▶ [Data listing]
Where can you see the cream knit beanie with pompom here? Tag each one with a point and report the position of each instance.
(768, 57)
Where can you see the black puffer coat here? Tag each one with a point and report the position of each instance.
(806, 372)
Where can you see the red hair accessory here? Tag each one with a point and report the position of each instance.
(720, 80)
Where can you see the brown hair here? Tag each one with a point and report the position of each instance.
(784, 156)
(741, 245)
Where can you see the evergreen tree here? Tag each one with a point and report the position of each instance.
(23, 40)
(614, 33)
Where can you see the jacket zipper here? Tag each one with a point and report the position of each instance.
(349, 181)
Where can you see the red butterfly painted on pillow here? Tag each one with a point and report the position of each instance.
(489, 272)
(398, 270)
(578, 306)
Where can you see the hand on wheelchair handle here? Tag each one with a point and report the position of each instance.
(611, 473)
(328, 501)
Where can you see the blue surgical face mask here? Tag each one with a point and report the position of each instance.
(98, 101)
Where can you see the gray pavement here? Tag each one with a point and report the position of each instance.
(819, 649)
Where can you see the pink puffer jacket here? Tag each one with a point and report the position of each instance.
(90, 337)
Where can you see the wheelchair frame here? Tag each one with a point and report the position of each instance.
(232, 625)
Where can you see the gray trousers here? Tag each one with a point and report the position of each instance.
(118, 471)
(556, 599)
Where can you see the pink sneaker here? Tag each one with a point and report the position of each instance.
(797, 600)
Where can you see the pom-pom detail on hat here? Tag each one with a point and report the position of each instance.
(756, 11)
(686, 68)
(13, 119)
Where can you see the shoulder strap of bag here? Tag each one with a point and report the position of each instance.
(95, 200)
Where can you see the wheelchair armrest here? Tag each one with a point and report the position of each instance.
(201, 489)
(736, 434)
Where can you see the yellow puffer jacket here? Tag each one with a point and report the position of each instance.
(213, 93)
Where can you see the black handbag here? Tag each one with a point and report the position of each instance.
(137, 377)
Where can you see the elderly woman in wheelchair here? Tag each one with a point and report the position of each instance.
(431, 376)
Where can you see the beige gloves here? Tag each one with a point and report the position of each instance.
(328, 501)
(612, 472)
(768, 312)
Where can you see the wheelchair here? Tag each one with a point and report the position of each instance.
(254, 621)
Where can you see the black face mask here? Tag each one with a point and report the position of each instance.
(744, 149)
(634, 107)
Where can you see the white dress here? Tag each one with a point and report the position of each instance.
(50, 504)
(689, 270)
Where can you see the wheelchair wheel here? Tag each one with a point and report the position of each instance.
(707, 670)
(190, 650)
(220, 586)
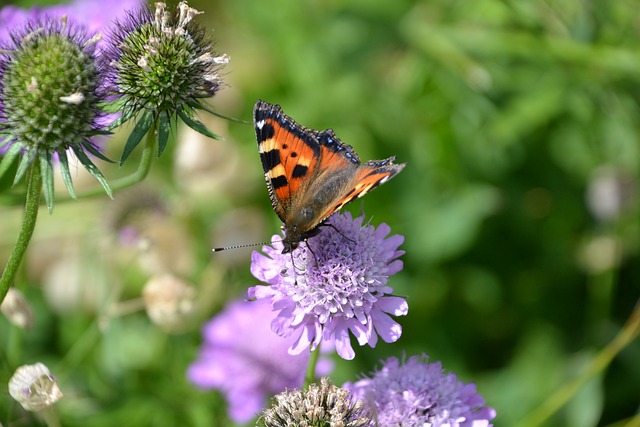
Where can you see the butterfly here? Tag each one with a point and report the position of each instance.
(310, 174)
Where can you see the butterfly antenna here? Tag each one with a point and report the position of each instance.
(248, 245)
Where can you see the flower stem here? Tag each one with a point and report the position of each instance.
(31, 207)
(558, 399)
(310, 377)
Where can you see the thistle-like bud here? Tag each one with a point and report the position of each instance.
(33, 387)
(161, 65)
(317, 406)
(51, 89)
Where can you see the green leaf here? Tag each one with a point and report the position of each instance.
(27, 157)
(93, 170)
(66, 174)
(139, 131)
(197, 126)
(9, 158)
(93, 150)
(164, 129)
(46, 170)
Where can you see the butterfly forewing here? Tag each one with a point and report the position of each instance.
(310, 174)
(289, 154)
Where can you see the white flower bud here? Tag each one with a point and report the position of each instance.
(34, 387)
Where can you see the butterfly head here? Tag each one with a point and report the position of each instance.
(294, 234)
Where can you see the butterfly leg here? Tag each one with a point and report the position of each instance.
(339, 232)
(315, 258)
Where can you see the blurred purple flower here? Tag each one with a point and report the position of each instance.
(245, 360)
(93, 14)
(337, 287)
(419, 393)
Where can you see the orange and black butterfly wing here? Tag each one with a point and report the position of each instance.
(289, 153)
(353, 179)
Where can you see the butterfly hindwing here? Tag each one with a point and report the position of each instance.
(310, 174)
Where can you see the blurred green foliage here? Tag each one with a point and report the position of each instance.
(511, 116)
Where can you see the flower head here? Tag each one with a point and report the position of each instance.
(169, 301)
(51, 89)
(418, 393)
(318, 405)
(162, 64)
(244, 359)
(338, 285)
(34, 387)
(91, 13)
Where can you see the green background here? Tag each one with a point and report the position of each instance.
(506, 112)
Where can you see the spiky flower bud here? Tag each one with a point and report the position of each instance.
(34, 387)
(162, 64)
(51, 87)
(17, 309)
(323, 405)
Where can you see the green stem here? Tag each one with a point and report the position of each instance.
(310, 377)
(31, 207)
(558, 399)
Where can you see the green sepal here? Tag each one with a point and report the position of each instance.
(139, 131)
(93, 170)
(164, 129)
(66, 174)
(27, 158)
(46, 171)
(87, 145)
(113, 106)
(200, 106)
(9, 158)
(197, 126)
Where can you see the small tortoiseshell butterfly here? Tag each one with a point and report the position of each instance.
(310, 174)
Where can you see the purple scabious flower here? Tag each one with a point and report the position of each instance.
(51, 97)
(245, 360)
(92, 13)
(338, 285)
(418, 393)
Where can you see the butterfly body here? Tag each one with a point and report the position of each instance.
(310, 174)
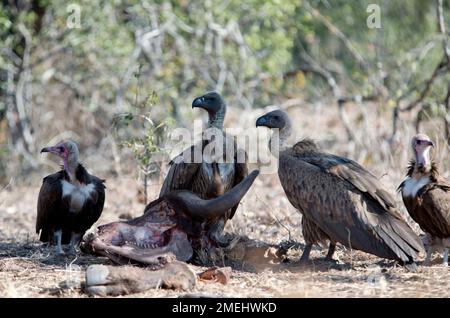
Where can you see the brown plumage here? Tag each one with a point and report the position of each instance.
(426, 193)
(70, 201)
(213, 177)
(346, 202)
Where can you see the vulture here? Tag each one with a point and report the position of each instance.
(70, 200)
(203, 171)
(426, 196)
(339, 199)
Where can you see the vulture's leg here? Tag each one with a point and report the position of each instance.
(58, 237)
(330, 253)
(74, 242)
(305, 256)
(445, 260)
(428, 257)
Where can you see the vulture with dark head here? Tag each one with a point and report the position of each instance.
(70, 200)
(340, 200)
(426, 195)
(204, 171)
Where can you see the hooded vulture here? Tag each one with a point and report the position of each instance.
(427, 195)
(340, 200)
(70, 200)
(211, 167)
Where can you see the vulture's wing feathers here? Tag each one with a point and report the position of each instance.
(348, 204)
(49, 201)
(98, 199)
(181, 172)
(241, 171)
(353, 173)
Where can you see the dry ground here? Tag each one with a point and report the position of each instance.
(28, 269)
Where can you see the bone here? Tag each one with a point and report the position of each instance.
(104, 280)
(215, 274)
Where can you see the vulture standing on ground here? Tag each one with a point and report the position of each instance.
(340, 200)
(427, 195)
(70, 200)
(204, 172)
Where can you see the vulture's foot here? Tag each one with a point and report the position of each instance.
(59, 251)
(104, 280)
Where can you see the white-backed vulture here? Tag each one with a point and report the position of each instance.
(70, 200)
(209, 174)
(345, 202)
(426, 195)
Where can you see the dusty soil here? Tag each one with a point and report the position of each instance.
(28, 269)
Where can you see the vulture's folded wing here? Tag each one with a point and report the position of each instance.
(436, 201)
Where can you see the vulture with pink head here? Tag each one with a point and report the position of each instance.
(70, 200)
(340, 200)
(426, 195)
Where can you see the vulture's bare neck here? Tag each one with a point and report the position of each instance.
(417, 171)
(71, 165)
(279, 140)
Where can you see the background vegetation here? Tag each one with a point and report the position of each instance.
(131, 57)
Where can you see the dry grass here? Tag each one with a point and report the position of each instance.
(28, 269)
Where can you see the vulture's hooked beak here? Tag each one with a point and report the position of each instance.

--

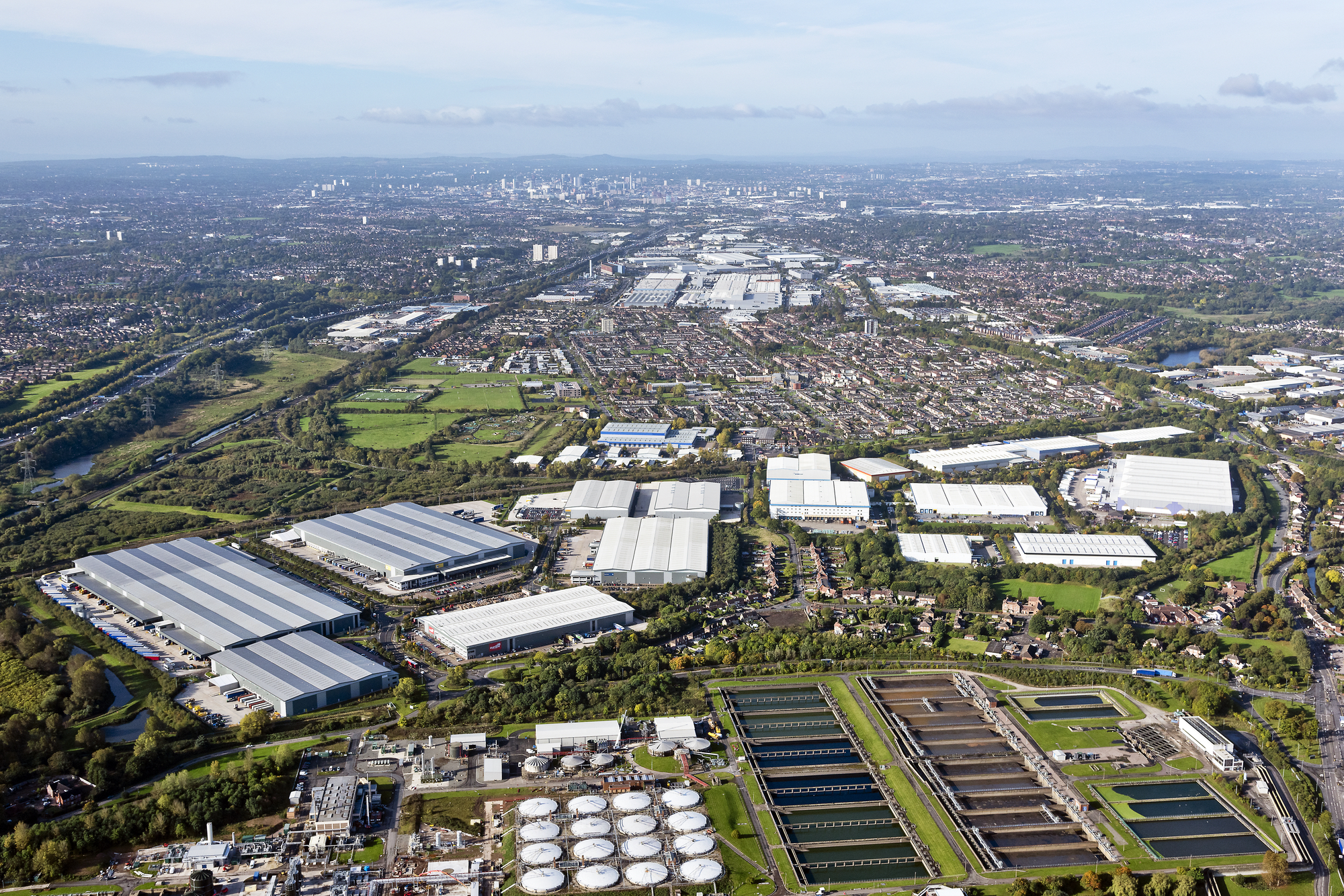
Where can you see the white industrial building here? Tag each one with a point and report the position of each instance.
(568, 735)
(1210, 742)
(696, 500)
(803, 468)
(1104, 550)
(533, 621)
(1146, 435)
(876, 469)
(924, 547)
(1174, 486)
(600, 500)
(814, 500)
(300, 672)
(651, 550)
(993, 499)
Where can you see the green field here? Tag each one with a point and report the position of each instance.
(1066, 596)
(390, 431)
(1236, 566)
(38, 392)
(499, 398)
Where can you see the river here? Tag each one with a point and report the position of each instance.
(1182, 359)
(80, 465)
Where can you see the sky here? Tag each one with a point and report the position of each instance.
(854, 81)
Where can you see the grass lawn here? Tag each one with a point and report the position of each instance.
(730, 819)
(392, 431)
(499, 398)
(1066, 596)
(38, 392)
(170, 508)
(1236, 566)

--

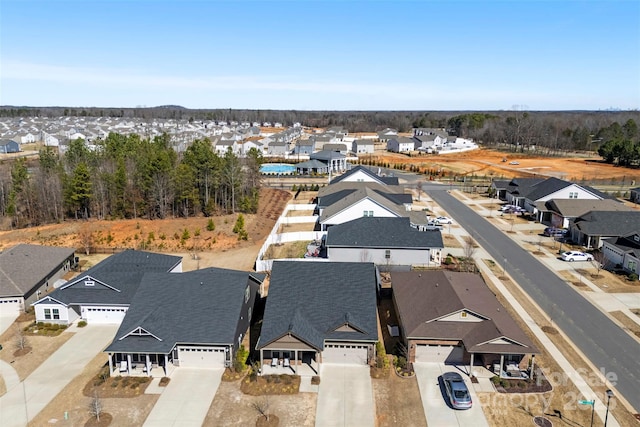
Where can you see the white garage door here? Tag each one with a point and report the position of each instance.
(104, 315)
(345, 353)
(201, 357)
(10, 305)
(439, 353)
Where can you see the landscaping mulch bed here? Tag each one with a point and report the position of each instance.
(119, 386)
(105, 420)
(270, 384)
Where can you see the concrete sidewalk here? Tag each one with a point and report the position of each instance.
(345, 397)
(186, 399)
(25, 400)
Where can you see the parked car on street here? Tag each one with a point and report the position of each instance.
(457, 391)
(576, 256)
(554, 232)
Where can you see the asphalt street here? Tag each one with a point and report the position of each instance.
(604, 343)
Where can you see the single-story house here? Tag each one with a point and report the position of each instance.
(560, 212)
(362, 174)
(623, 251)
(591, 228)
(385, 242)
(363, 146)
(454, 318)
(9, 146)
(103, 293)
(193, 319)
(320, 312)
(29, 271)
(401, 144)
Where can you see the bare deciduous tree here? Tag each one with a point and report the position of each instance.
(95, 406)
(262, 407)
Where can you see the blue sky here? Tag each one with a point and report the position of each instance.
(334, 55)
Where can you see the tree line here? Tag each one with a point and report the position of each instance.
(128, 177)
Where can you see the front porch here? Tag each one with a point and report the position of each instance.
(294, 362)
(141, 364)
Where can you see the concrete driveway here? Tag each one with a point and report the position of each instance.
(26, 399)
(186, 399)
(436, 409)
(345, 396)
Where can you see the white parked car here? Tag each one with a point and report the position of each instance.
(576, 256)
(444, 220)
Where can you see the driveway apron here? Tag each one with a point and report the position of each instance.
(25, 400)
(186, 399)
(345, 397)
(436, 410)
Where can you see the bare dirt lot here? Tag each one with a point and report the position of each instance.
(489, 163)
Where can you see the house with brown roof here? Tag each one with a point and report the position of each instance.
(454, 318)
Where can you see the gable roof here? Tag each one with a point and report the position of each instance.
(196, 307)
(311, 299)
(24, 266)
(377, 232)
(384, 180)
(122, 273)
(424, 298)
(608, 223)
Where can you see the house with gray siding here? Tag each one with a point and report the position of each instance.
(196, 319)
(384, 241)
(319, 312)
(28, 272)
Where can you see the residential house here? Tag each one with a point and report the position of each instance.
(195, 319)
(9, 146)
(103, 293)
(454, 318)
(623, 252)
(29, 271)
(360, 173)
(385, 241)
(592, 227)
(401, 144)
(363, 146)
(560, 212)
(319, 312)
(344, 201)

▶ [Request] Collect every line of the material above that contains the string "blue", treating uppercase and lowercase letters as different.

▶ [The reply]
Where can you see the blue surgical face mask here? Tag each one with a point and report the position of each instance.
Where can you see the blue sky here? Tag each one with a point and report the position of each instance.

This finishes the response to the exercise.